Ainda que seja matéria para mais adiante, diga-se já que, perante situações análogas, a melhor jurisprudência tem dito que «age com culpa o utente que fornece todo o conteúdo do cartão matriz perante uma solicitação numa página idêntica à do banco, uma vez que contraria toda a lógica do sistema de segurança que não pode ser desconhecida do utilizador» (Acórdãos do TRG de 25/11/2013, proc. 2869/11.4TBGMR.G1, do TRL de 12/12/2013, proc. 164/11.8TBSRT.L1-6, do TRE de 25/06/2015, proc. 3052/11.4TBSTR.E1, e de 12/04/2018, proc. 9002/16.4T8STB.E1).

Em julgamento, nas suas declarações de parte, a autora trouxe uma versão diferente: negou ter aberto em qualquer link do e-mail e ter introduzido dados na sequência dele; confessou ter introduzido número indeterminado de posições do seu cartão matriz numa página da Web que pensava ser da ré (não confessou tê-los introduzido todos); disse que teria acedido a essa página, não escrevendo o endereço da ré no browser ou barra do navegador, mas fazendo uma busca no motor de busca Google pela palavra «Caixa...» e escolhendo uma das páginas que o Google lhe apresentou.

Entradas armazenadas:
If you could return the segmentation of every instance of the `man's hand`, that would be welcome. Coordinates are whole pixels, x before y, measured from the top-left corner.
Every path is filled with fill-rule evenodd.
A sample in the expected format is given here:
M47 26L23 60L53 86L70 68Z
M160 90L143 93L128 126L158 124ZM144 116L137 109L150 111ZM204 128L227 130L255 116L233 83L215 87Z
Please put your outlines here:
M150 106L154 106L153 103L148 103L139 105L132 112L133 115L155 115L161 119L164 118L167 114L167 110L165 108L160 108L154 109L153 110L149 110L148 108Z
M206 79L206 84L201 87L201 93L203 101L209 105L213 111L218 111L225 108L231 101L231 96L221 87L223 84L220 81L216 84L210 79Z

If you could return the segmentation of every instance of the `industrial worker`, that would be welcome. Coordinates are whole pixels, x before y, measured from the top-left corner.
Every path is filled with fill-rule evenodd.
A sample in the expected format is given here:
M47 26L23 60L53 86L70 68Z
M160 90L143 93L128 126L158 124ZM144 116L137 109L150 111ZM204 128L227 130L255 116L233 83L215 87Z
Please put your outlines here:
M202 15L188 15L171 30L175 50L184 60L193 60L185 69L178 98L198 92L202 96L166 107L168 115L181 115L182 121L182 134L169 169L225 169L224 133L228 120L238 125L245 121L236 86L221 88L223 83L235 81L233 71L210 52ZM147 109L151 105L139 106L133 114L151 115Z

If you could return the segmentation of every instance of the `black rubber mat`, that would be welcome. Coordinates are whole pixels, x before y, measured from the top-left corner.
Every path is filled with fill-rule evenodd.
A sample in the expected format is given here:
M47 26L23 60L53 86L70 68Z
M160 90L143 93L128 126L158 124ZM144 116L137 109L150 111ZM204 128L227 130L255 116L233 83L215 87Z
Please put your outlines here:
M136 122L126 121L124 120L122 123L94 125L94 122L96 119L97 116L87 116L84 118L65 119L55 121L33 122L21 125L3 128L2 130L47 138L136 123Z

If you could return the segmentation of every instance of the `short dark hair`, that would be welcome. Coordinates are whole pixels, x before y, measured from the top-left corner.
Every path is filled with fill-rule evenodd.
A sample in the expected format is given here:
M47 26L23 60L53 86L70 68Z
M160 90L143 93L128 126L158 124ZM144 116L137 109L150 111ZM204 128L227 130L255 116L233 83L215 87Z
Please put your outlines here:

Tarefas a realizar:
A: Repete sem alterações as entradas, desde o início até à linha que contém "M206 79L206 84L201", incluindo ambas as extremidades.
B: Dá seguimento ao texto sobre o litígio do cartão matriz, começando logo a seguir à última frase apresentada.

Resultados do exercício:
A:
If you could return the segmentation of every instance of the `man's hand`, that would be welcome. Coordinates are whole pixels, x before y, measured from the top-left corner.
Every path is filled with fill-rule evenodd.
A sample in the expected format is given here:
M47 26L23 60L53 86L70 68Z
M160 90L143 93L128 126L158 124ZM144 116L137 109L150 111ZM204 128L227 130L255 116L233 83L215 87Z
Please put your outlines here:
M150 106L154 106L153 103L148 103L139 105L132 112L133 115L155 115L161 119L164 118L167 114L167 110L165 108L160 108L154 109L153 110L149 110L148 108Z
M206 79L206 84L201 87L201 93L203 101L209 105L213 111L218 111L225 108L231 101L231 96L221 87L223 84L220 81L216 84L210 79Z

B:
Como referimos não é concebível que a autora não tenha fornecido todas as posições do seu cartão matriz, pois não é possível que quem efetuou as transações tivesse acertado nos algarismos do cartão das 60 vezes (duas por transação) que os mesmos lhes foram solicitados, de forma aleatória. De todo o modo, o incumprimento ilícito e culposo dos deveres de boa utilização das credenciais e de não divulgação deles que sobre a autora impende permaneceria mesmo que tivesse fornecido metade, 1/3, ¼, 1/5 etc. das posições do cartão. A autora sabia ou tinha obrigação de saber que a ré nunca lhe pediria mais de duas posições – isso está escrito no próprio cartão e anunciado na página da ré sempre que a ela se acede, entre muitos outros suportes de informação bancária da ré.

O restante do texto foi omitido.